(Collection entries)

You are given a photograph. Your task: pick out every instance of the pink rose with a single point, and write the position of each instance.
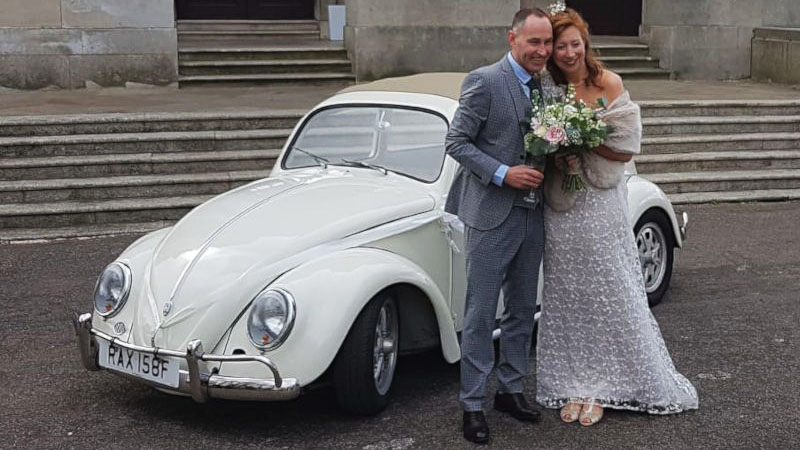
(556, 135)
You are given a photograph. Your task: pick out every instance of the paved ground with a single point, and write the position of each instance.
(730, 320)
(85, 101)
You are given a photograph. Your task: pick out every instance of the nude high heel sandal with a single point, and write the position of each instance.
(570, 411)
(591, 413)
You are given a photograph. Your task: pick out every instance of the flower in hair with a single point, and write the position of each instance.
(556, 8)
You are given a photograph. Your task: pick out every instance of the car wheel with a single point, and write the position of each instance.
(366, 363)
(655, 242)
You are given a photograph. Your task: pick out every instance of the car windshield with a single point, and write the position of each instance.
(402, 140)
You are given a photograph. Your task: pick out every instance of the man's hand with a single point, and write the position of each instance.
(572, 162)
(523, 177)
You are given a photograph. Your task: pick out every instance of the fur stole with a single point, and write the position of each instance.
(625, 119)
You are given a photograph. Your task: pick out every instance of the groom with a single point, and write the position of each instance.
(504, 233)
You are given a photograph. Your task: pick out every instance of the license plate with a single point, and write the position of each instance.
(159, 369)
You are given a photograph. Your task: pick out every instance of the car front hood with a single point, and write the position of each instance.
(220, 255)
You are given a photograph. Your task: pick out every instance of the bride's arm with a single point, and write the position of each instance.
(612, 85)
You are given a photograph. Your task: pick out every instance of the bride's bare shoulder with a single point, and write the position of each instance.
(612, 86)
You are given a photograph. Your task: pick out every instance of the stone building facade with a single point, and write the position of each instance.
(74, 43)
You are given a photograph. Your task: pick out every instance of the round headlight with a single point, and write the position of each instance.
(271, 318)
(112, 289)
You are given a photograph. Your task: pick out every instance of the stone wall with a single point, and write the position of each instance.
(391, 38)
(72, 43)
(776, 55)
(710, 39)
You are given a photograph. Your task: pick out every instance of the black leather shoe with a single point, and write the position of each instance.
(475, 427)
(516, 405)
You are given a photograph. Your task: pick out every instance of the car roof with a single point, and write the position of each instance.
(444, 84)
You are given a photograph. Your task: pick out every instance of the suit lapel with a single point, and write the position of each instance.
(521, 103)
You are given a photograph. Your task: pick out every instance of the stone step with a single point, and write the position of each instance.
(83, 166)
(254, 36)
(717, 161)
(22, 235)
(272, 79)
(644, 73)
(720, 142)
(123, 187)
(734, 180)
(247, 25)
(627, 62)
(191, 68)
(686, 108)
(765, 195)
(660, 126)
(261, 53)
(159, 142)
(14, 217)
(61, 125)
(621, 49)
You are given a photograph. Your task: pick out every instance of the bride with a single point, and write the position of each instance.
(598, 345)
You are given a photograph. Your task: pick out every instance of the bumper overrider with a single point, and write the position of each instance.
(201, 386)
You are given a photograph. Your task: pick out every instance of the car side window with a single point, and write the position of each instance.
(402, 140)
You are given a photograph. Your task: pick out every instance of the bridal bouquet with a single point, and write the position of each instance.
(565, 127)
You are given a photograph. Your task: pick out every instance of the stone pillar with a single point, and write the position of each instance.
(72, 43)
(710, 39)
(390, 38)
(321, 13)
(776, 55)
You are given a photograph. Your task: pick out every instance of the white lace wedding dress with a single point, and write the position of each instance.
(597, 337)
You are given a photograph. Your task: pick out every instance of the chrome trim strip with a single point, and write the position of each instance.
(201, 386)
(685, 217)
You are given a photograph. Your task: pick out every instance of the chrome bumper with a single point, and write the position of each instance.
(685, 217)
(201, 386)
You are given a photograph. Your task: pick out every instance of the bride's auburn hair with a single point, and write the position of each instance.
(571, 18)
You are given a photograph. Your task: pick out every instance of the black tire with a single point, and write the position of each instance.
(357, 389)
(654, 227)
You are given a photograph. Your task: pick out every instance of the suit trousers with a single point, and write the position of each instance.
(508, 258)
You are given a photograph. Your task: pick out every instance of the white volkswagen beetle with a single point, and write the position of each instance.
(340, 260)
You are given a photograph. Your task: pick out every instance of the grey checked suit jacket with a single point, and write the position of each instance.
(487, 131)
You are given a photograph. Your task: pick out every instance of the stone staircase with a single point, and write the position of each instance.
(629, 58)
(65, 176)
(721, 151)
(98, 174)
(246, 53)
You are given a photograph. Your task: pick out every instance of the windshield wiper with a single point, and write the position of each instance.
(380, 169)
(318, 159)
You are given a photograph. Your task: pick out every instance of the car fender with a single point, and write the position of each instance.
(329, 294)
(644, 195)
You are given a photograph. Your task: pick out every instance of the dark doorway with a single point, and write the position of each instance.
(622, 18)
(245, 9)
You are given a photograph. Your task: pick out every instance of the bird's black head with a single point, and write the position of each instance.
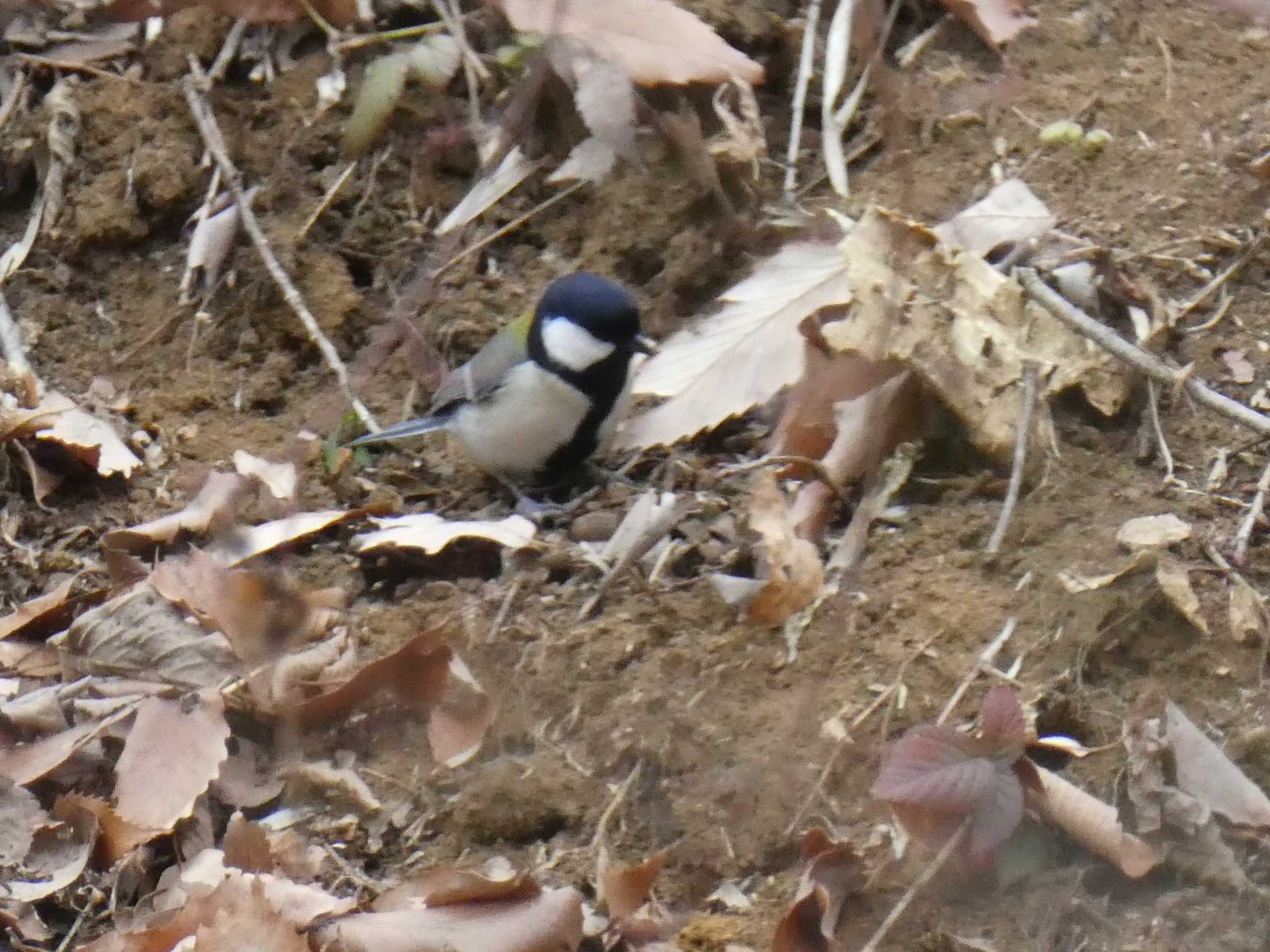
(601, 307)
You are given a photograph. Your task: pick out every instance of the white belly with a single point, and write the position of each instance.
(533, 414)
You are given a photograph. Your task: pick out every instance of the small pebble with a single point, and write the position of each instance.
(593, 527)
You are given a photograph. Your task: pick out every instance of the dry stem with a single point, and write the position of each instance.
(215, 143)
(1023, 433)
(928, 875)
(1148, 363)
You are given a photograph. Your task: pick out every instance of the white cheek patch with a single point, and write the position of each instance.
(572, 346)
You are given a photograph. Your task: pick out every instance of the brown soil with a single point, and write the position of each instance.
(726, 733)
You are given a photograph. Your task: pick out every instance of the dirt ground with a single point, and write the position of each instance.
(726, 733)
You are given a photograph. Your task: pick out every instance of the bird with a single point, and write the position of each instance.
(546, 391)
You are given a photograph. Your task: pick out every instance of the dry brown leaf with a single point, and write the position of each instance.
(338, 13)
(214, 507)
(1245, 612)
(431, 534)
(172, 754)
(40, 616)
(425, 674)
(116, 835)
(59, 420)
(1206, 772)
(653, 41)
(1152, 532)
(20, 815)
(140, 633)
(996, 22)
(626, 888)
(262, 614)
(1094, 824)
(59, 853)
(790, 566)
(546, 922)
(280, 479)
(30, 762)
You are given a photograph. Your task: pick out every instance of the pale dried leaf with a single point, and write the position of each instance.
(1246, 612)
(172, 754)
(280, 479)
(653, 41)
(213, 507)
(20, 815)
(1241, 368)
(548, 922)
(789, 566)
(1009, 215)
(432, 534)
(488, 190)
(591, 161)
(1094, 824)
(1152, 532)
(746, 353)
(996, 22)
(56, 858)
(31, 614)
(1206, 772)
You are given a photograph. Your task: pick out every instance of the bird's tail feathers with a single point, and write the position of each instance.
(403, 431)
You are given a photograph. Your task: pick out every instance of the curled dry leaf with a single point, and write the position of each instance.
(58, 857)
(280, 479)
(654, 41)
(1152, 532)
(1094, 824)
(550, 920)
(789, 566)
(172, 754)
(432, 534)
(996, 22)
(59, 420)
(424, 674)
(338, 13)
(1206, 772)
(211, 508)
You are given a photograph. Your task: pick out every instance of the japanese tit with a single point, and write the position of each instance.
(546, 391)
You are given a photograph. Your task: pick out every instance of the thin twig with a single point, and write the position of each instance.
(928, 875)
(510, 227)
(1023, 433)
(1153, 408)
(986, 659)
(1207, 291)
(1241, 539)
(1148, 363)
(801, 84)
(215, 143)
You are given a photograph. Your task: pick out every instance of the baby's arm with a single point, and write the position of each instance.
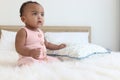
(20, 45)
(52, 46)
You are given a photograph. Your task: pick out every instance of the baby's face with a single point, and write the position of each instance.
(33, 15)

Goal of the exercise :: Transcribe every entry above exactly. Omit all pictures.

Answer to this task ::
You are given a photograph. Your task: pick out every instance of the pink rose with a single point, and write the position of each instance.
(556, 135)
You are given a photograph. Your task: pick out every instance of the paved ground with a single point, and write the position of each instance.
(730, 320)
(85, 101)
You are given a photograph. Your task: pick out every instance of the nude high heel sandal with a single point, and write the position of each instance.
(570, 411)
(591, 413)
You are given a photograph. Your task: pick out every instance of the flower in hair with a single point, and write the position of each instance.
(556, 8)
You are given a photograph. Your task: pick out every instance of the car wheel with a single point, and write the position of each instance.
(366, 363)
(655, 242)
You are given a photograph. Your task: pick out every instance of the car windshield with a single point, and write the position of each instance.
(402, 140)
You are given a photograph. Your task: pick out every instance of the man's hand with a single point, and write the position of each instance.
(572, 162)
(523, 177)
You are given a photograph. Your task: pick out every instance of the fur stole with a single point, and write the position of each instance.
(625, 119)
You are given a photograph. Your task: pick out every instance of the groom with a single point, and write the position of each instance.
(504, 233)
You are given a photograph. Your task: pick out every instance of the license plate with a single point, and write the position of each instance.
(159, 369)
You are given a photograph. Your task: pick out every instance of the car front hood with a single point, and write the position of each instance.
(220, 255)
You are given a photograph. Your task: pick out every instance of the bride's arm with a single point, and write the position of each instance.
(612, 85)
You are given a photograph. Your task: pick out every instance of the bride's bare shoulder with a single point, and write the position of each instance.
(612, 86)
You are given a photograph. Your task: pick out every instance of the stone building facade with a single point, and write the position of each instance.
(74, 43)
You are given a photograph. Your task: pick out every instance of the round headlight with a single point, and write the position of each instance.
(271, 318)
(112, 289)
You are given a photograph. Your task: pick out every instance of the stone wall with a single point, and write the position of each instance.
(391, 38)
(72, 43)
(776, 55)
(710, 39)
You are given a photograph. Your task: pick out every instance of the black leather shoe with a single point, and write the position of each instance.
(475, 427)
(516, 405)
You are given a photograph. Your task: pick out every instance of the car roof with a single point, and write the position of each instance.
(444, 84)
You are given a photograph. Your task: pick out every instance of the suit lapel with a single point, and write the position of each instance.
(521, 103)
You are given a photograph. Your task: pick out every instance of the stone step with a single point, and write the position of each instance.
(83, 166)
(254, 36)
(717, 161)
(22, 235)
(272, 79)
(644, 73)
(720, 142)
(123, 187)
(734, 180)
(247, 25)
(627, 62)
(191, 68)
(686, 108)
(765, 195)
(660, 126)
(261, 53)
(159, 142)
(14, 217)
(61, 125)
(621, 49)
You are given a photograph. Your task: pick out every instance of the bride with a single point, and write the position of each instance.
(598, 345)
You are given a photograph. Your task: pick out every instance of the bumper overrider with a single point, and write the position of each instance.
(201, 386)
You are given a photograph. Your task: pick out every instance of the car side window with a single point, and write the position of each instance.
(402, 140)
You are given a photograph. Your task: pick out every instance of the bridal bouquet with a single point, and write the position of each instance.
(565, 127)
You are given a photograph. Your task: pick out every instance of the stone pillar with a single point, and write the position of each instance.
(72, 43)
(710, 39)
(390, 38)
(321, 13)
(776, 55)
You are given a photograph. Your task: pick out every instance of the white lace wedding dress with a single point, and write the position of each instance.
(597, 337)
You are given a photograph. Your task: pick out every instance of the chrome trim strip with a single point, and write the position of each instance.
(201, 386)
(685, 217)
You are given a photograph. Your task: pick out every instance of the chrome bumper with a single point, and write the position of each instance.
(685, 217)
(201, 386)
You are given a photograph. Your task: pick out every instance of the bride's auburn hair with a single point, and write the position of each instance.
(571, 18)
You are given a photograph. Your task: pick out every instance of the black tire with a single point, and write the position of each instance.
(357, 389)
(654, 227)
You are given a photograph. Your task: pick out every instance of the suit trousers with a single point, and write the position of each instance.
(508, 258)
You are given a photograph. Your task: pick out every instance of the white volkswagen beetle with a single point, and write the position of each instance.
(340, 260)
You are given a photograph. Your task: pick out every instance of the grey checked suit jacket with a single point, and write the position of each instance.
(487, 131)
You are given a photograph. Your task: pick out every instance of the stone staircase with a single point, and write the position of each instance.
(629, 58)
(65, 176)
(721, 151)
(98, 174)
(246, 53)
You are given a photograph. Your task: pick out every instance of the windshield wiper with a single point, and write the position of each instance.
(380, 169)
(318, 159)
You are given a photograph. Your task: pick out every instance of the car fender with a single point, and write the position of each instance.
(329, 294)
(644, 195)
You are given a photograph. Your task: pick out every instance of the dark doorway with a single point, and write the position of each instance.
(622, 18)
(245, 9)
You are given a photograph. Your task: pick out every instance of the bird's black head with a single point, and write the position of each instance.
(601, 307)
You are given a photograph. Your task: pick out every instance of the white belly with a single point, and write the position of each instance.
(533, 414)
You are given a photograph. Your task: pick out every instance of the small pebble with a single point, and write the position of each instance.
(593, 527)
You are given a photograph. Your task: pick out every instance of the dry stem with a single point, and write the position of each instance.
(215, 143)
(1023, 433)
(928, 875)
(1148, 363)
You are given a photograph. Your task: pick out every instance of the white cheek patch with a single point, and write the position of each instance.
(572, 346)
You are given a photograph. Your task: pick out every instance of the brown soil with a single point, and write the position of each instance.
(726, 733)
You are given a photograph. Your task: pick out every instance of the dirt ground with a single point, and write the position of each instance.
(726, 733)
You are given a photograph. Your task: pick out every instance of the bird with a single point, and write the position of each instance.
(546, 391)
You are given a photograph. Your task: pick out every instance of the dry brown leaf with a single point, and write the position of each instance.
(338, 13)
(214, 507)
(1245, 612)
(431, 534)
(172, 754)
(40, 616)
(425, 674)
(116, 835)
(59, 420)
(1206, 772)
(653, 41)
(1152, 532)
(20, 815)
(140, 633)
(996, 22)
(626, 888)
(262, 614)
(1094, 824)
(59, 853)
(790, 566)
(546, 922)
(280, 479)
(30, 762)
You are given a photograph. Your task: pick out every instance of the pale dried leaf with a single point, and write the position of each instance.
(1246, 612)
(172, 754)
(280, 479)
(653, 41)
(213, 507)
(20, 815)
(1241, 368)
(548, 922)
(789, 566)
(1009, 215)
(432, 534)
(488, 190)
(591, 161)
(1094, 824)
(1152, 532)
(746, 353)
(996, 22)
(56, 858)
(31, 614)
(1206, 772)
You are given a photograph. Your task: pick out every instance of the bird's tail feathers with a single point, and write the position of each instance.
(403, 431)
You are given a photograph. Your task: pick out every instance of the curled dry leaf with a single point, and write the position of each instance.
(58, 857)
(280, 479)
(654, 41)
(1152, 532)
(1094, 824)
(550, 920)
(789, 566)
(172, 754)
(432, 534)
(996, 22)
(59, 420)
(424, 674)
(338, 13)
(1206, 772)
(211, 508)
You are given a photograph. Your task: pick out every instance of the japanese tit with a single point, and write the position of each instance.
(546, 391)
You are given a photograph. Your task: pick out every instance of the thin twig with a single point, and write the position of each instance.
(928, 875)
(510, 227)
(1023, 433)
(1153, 408)
(986, 659)
(1207, 291)
(1241, 539)
(1148, 363)
(801, 84)
(215, 143)
You are given a photograph. Your task: pick out every instance of the baby's arm with a single point, and write the position of each instance.
(20, 45)
(52, 46)
You are given a photograph. Your task: pick out every instance of the baby's face with a single point, and write the position of each instance.
(33, 15)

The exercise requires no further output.